**YOUR GOAL**
Lines before the one with "Exercise. Spot the ear" are left out; return that line and all that follow it, exactly, through the end of the data.

[Data records]
═══

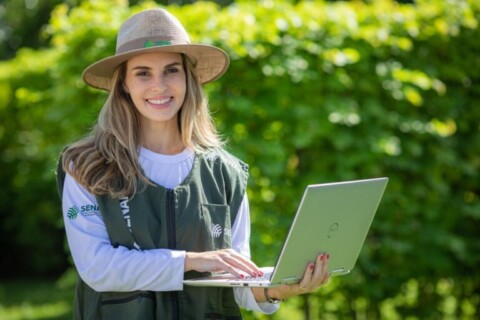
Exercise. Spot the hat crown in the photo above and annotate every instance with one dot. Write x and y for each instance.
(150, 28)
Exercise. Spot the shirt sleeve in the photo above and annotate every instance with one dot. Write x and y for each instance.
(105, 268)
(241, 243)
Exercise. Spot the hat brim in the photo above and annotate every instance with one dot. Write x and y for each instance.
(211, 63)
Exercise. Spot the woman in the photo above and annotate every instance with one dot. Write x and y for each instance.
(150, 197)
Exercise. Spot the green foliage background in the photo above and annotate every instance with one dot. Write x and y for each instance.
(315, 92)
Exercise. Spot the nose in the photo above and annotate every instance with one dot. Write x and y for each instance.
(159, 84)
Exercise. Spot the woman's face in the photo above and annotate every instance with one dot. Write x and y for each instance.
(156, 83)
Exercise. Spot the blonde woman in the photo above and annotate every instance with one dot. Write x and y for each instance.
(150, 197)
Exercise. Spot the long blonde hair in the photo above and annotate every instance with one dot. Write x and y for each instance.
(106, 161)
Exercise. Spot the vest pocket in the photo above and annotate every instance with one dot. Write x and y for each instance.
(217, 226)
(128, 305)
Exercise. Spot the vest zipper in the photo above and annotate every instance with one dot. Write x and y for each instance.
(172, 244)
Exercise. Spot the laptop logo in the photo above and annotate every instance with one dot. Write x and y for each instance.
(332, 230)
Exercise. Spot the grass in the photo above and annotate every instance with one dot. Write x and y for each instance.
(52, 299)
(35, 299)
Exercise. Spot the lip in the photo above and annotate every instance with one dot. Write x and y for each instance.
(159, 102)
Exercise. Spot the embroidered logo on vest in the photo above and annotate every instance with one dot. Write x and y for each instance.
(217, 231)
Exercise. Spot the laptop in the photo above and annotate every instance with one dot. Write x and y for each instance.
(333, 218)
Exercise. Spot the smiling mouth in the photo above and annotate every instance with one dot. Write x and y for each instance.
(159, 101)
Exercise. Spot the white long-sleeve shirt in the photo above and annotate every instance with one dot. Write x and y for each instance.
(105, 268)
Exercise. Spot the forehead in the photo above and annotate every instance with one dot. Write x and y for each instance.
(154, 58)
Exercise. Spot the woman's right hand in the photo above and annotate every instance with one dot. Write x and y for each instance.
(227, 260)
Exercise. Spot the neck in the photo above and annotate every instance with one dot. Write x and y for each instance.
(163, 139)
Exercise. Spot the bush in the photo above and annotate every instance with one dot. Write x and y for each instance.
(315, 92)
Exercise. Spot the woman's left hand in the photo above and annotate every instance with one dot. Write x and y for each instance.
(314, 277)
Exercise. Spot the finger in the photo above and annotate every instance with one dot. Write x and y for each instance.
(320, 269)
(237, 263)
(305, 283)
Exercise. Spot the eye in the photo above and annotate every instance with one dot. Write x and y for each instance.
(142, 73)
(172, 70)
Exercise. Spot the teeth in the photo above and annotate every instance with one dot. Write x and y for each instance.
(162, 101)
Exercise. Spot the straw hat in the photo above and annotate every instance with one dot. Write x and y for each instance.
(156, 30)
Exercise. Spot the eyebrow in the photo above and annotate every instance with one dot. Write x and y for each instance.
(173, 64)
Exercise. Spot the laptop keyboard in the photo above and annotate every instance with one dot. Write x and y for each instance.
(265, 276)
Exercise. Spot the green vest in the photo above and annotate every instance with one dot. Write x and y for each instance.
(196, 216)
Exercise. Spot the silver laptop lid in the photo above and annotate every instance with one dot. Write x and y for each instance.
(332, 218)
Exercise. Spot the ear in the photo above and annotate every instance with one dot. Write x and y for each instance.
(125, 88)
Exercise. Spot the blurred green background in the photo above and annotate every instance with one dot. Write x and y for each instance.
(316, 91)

═══

**FINAL ANSWER**
Exercise. Spot the ear in the photo above and annotate every instance with one dot. Write x and y for each instance.
(125, 88)
Exercise. Spot the blurred green background in the photo above and annotate every instance with one dot. Write x and y for each instance.
(316, 91)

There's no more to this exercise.